>> START Record excerpts
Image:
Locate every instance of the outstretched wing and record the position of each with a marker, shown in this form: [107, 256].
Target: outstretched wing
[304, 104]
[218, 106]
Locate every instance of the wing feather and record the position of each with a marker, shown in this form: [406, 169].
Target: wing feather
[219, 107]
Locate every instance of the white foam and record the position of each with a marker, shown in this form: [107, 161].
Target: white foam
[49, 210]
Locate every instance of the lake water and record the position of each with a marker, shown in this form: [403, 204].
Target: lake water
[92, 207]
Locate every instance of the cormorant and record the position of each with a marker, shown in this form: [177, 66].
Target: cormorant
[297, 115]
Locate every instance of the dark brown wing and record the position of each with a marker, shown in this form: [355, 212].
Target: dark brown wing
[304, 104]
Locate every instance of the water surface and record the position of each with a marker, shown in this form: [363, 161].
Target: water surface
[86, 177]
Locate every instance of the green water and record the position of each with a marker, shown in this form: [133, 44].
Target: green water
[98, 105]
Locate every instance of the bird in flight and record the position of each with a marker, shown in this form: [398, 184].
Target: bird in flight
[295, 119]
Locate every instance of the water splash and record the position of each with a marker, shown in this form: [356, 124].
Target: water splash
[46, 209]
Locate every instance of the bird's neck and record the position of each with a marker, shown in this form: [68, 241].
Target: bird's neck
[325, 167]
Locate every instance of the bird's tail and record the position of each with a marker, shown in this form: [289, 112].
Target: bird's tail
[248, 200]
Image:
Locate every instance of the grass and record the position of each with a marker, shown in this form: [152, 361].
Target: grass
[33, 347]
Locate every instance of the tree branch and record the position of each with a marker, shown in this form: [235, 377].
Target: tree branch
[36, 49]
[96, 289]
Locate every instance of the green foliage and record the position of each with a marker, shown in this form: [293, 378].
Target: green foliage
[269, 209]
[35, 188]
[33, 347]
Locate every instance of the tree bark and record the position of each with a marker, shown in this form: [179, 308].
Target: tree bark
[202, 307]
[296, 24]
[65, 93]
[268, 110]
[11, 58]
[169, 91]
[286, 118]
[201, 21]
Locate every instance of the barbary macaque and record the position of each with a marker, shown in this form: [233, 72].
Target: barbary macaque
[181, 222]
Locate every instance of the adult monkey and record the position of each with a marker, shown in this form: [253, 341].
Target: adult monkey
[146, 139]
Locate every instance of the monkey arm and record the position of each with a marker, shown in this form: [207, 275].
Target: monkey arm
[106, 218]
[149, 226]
>> END Record excerpts
» What to do
Copy the records above exactly as they appear.

» Correct response
Image:
Locate every instance of the outstretched wing and record the position of each with a marker, shown in this form: [107, 256].
Target: outstretched wing
[304, 104]
[218, 106]
Locate every instance of the wing feather and record the position of each with a marker, shown in this form: [406, 169].
Target: wing feather
[219, 107]
Locate every instance of the white foam and record the position of each with a marker, shown in this form: [107, 161].
Target: white foam
[49, 210]
Locate every instance of the lake water and record the position of each with a marker, shown in this form: [403, 204].
Target: lake water
[92, 207]
Locate every instance of the cormorant and record the position of each with a marker, shown in this form: [177, 66].
Target: cormorant
[297, 115]
Locate every instance of the dark brown wing and record the position of each with a marker, shown in this form: [355, 212].
Target: dark brown wing
[304, 104]
Locate every instance of the water surface and record the position of each with a marker, shown in this form: [363, 161].
Target: water surface
[86, 177]
Locate every instance of the green water and record the position of each with a marker, shown in this form: [133, 44].
Target: green water
[98, 105]
Locate every instance of the bird in flight and record the position of each with a marker, shown in this form: [398, 184].
Target: bird in flight
[295, 119]
Locate every instance of the water splash and record the position of each with a marker, shown in this form: [356, 124].
Target: water splash
[46, 209]
Locate every instance of the bird's neck and record the position of each with a marker, shown in this form: [68, 241].
Target: bird's neck
[325, 167]
Locate every instance of the bird's tail and record the position of each with a marker, shown in this form: [289, 112].
Target: bird's tail
[248, 200]
Image:
Locate every instance of the grass and record the position of each with a marker, shown in this form: [152, 361].
Target: grass
[33, 347]
Locate every instance of the tree branch and record the position of each with a marker, shown in this form: [235, 377].
Target: tree branch
[36, 49]
[96, 289]
Locate every instance of the green foliage and record the position of each with a marker, shown in this form: [293, 378].
Target: green foliage
[269, 209]
[35, 188]
[33, 347]
Locate every instance of the tree bark and record the position of each with a marker, shown in this form: [179, 308].
Target: tree bark
[202, 307]
[296, 24]
[65, 93]
[268, 110]
[11, 58]
[169, 91]
[286, 118]
[201, 21]
Locate every instance of the barbary macaque and record the position of each with a marker, shown in this form: [233, 72].
Target: barbary macaque
[181, 222]
Locate every instance of the adult monkey and record the position of each with a marker, shown in this form: [253, 341].
Target: adult monkey
[146, 139]
Locate every instance of the monkey arm and record the position of each with a marker, shown in this form: [207, 275].
Target: monkey arm
[106, 218]
[149, 226]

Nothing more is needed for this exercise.